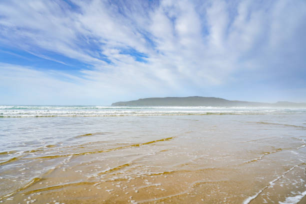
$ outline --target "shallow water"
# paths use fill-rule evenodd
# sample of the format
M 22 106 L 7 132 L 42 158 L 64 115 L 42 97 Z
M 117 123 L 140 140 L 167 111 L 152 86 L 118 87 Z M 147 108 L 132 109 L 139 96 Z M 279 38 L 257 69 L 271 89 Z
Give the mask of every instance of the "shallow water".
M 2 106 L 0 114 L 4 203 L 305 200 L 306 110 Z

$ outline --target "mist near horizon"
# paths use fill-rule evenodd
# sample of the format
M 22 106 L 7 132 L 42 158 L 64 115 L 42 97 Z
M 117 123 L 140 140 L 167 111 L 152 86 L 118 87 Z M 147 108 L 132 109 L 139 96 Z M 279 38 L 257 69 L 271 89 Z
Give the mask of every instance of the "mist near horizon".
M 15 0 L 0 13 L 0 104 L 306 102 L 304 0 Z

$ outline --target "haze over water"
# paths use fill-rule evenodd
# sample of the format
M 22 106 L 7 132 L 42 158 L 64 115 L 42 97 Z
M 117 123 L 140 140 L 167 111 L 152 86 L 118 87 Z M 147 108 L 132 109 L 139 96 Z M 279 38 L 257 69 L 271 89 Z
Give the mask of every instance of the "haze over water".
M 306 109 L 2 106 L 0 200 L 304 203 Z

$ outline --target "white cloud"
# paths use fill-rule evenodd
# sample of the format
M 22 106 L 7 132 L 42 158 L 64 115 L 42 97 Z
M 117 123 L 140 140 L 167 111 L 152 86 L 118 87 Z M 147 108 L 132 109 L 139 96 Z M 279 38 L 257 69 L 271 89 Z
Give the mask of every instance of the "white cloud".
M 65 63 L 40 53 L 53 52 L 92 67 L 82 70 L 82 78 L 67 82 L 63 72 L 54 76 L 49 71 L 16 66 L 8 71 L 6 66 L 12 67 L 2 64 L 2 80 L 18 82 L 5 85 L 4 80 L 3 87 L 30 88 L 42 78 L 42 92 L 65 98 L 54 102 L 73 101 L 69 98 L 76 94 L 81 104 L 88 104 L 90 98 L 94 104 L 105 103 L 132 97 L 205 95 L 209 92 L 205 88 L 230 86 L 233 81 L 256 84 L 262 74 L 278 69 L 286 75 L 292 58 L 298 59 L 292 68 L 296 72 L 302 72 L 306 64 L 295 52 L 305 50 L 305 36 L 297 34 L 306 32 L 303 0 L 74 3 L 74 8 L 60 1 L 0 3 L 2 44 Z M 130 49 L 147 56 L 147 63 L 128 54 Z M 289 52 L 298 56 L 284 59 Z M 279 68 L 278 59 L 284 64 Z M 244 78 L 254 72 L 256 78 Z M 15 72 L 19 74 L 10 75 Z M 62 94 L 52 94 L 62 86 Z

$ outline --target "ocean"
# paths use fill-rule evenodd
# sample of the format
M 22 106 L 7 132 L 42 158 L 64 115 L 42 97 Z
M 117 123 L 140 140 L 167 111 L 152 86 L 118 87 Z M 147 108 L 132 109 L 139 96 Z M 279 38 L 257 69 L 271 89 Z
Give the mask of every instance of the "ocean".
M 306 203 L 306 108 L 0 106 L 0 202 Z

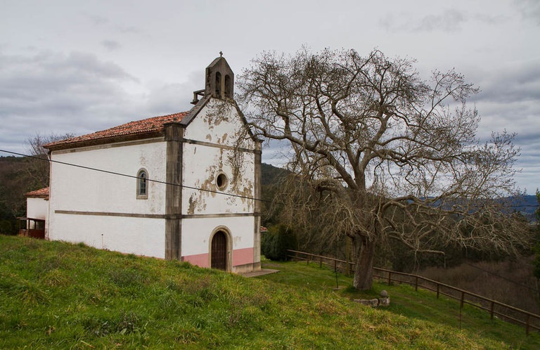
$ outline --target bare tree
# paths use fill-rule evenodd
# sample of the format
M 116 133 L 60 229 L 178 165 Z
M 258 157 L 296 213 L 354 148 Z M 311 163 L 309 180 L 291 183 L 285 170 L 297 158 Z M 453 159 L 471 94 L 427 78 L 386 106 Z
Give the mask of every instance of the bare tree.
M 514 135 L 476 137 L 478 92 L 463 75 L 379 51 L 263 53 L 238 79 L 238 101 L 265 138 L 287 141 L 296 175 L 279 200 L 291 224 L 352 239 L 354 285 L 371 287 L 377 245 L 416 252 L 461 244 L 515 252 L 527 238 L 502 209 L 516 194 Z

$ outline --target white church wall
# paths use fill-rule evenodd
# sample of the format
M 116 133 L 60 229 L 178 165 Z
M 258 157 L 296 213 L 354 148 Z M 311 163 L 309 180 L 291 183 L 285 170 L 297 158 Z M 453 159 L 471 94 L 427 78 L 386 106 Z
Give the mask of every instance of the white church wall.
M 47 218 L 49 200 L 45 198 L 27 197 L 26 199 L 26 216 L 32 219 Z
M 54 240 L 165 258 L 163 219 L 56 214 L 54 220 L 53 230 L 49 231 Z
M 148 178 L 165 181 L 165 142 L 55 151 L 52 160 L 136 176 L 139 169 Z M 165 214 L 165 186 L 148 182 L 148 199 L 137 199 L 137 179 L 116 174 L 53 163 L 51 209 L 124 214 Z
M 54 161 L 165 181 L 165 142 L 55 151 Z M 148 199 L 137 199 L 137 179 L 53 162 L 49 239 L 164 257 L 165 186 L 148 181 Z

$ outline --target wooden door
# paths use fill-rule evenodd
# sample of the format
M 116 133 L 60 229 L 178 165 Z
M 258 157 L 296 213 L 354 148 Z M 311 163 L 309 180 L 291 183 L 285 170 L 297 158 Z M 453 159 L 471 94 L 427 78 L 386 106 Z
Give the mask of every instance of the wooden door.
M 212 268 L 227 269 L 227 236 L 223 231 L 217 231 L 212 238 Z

**Short exercise:** Copy the entire listing above verbatim, omitting the pictures.

**Result of the exercise:**
$ outline --target "shallow water"
# paths use fill-rule evenodd
# sample of the format
M 22 106 L 7 132 L 42 158 L 64 115 L 42 97 Z
M 117 123 L 140 140 L 167 111 L 152 86 L 118 87 Z M 147 108 L 132 109 L 139 96 Z M 279 38 L 257 69 L 271 89 Z
Give the mask of every instance of the "shallow water".
M 2 106 L 0 114 L 4 203 L 305 200 L 306 110 Z

$ outline --target "mist near horizon"
# paths use fill-rule evenodd
# sample of the format
M 22 106 L 7 132 L 42 158 L 64 115 L 42 97 Z
M 117 123 L 140 140 L 167 111 L 152 86 L 118 87 Z M 147 108 L 132 109 L 139 96 Z M 279 38 L 257 69 L 271 89 Z
Give the mask of every instance of the "mist near horizon".
M 15 0 L 0 13 L 0 104 L 306 102 L 304 0 Z

$ outline --target "haze over water"
# paths use fill-rule evenodd
# sample of the format
M 22 106 L 7 132 L 42 158 L 64 115 L 42 97 Z
M 117 123 L 140 140 L 167 111 L 152 86 L 118 87 Z M 147 108 L 132 109 L 139 96 Z M 279 38 L 257 69 L 271 89 Z
Give the mask of every instance of the "haze over water".
M 306 109 L 2 106 L 0 200 L 304 203 Z

$ outline --target "white cloud"
# paths use fill-rule evenodd
# sample of the format
M 22 106 L 7 132 L 42 158 L 64 115 L 42 97 Z
M 117 123 L 140 140 L 167 111 L 152 86 L 118 87 Z M 147 108 L 132 109 L 139 96 Z M 279 38 L 257 69 L 271 89 Z
Give the mask of every instance of the "white cloud".
M 65 63 L 40 53 L 53 52 L 92 67 L 82 70 L 82 78 L 67 82 L 63 72 L 54 76 L 49 71 L 16 66 L 8 71 L 6 66 L 12 67 L 2 64 L 2 80 L 18 82 L 5 85 L 4 80 L 3 87 L 30 88 L 42 78 L 42 92 L 65 98 L 54 102 L 73 101 L 69 98 L 76 94 L 81 104 L 88 104 L 90 98 L 94 104 L 105 103 L 132 97 L 205 95 L 209 92 L 205 88 L 230 86 L 233 81 L 256 84 L 262 74 L 278 69 L 286 75 L 292 58 L 298 59 L 292 68 L 296 72 L 302 72 L 306 64 L 295 52 L 305 50 L 305 36 L 297 34 L 306 32 L 303 0 L 74 3 L 74 8 L 60 1 L 0 3 L 2 44 Z M 130 49 L 147 56 L 147 63 L 128 54 Z M 289 52 L 298 56 L 284 59 Z M 279 68 L 278 59 L 284 64 Z M 244 78 L 254 72 L 256 78 Z M 15 72 L 19 74 L 10 75 Z M 62 94 L 52 94 L 62 86 Z

$ outline --target "ocean"
# paths use fill-rule evenodd
# sample of the format
M 22 106 L 7 132 L 42 158 L 64 115 L 42 97 Z
M 117 123 L 140 140 L 167 111 L 152 86 L 118 87 Z M 147 108 L 132 109 L 139 96 Z M 279 38 L 257 69 L 271 89 Z
Give the mask of every instance of the "ocean".
M 306 203 L 306 108 L 0 106 L 0 202 Z

$ outline --target bare tree
# paths use fill-rule evenodd
# sample of the format
M 116 133 L 60 229 L 178 165 Z
M 258 157 L 296 213 L 354 148 Z M 311 163 L 309 180 L 291 183 L 285 170 L 297 158 Z M 453 159 L 471 94 L 427 78 L 386 106 Z
Give the mask of every instance of the bare tree.
M 514 135 L 476 137 L 478 92 L 463 75 L 379 51 L 263 53 L 238 79 L 238 101 L 265 138 L 287 141 L 296 175 L 279 200 L 291 224 L 352 239 L 354 285 L 371 287 L 377 245 L 416 252 L 461 244 L 515 252 L 527 238 L 502 209 L 516 194 Z

$ outline --target white church wall
# paths use fill-rule evenodd
# sample of the format
M 116 133 L 60 229 L 178 165 Z
M 258 157 L 296 213 L 354 148 Z M 311 163 L 309 180 L 291 183 L 285 170 L 297 158 Z M 453 159 L 471 94 L 427 78 L 386 106 Z
Give the mask of every instance of the white church wall.
M 47 218 L 49 200 L 45 198 L 27 197 L 26 199 L 26 216 L 32 219 Z
M 54 240 L 165 258 L 163 219 L 56 214 L 54 220 L 53 230 L 49 231 Z
M 148 178 L 165 181 L 165 142 L 55 151 L 52 160 L 136 176 L 139 169 Z M 165 214 L 165 186 L 148 182 L 148 199 L 137 199 L 137 179 L 116 174 L 53 163 L 51 209 L 124 214 Z
M 54 161 L 165 181 L 165 142 L 55 151 Z M 148 199 L 137 199 L 137 179 L 53 162 L 49 239 L 164 257 L 165 186 L 148 181 Z

$ outline --target wooden door
# paths use fill-rule evenodd
# sample of the format
M 116 133 L 60 229 L 178 165 Z
M 258 157 L 296 213 L 354 148 Z M 311 163 L 309 180 L 291 183 L 285 170 L 297 158 Z M 453 159 L 471 94 L 427 78 L 386 106 Z
Give the mask of every instance of the wooden door.
M 212 268 L 227 269 L 227 236 L 223 231 L 217 231 L 212 238 Z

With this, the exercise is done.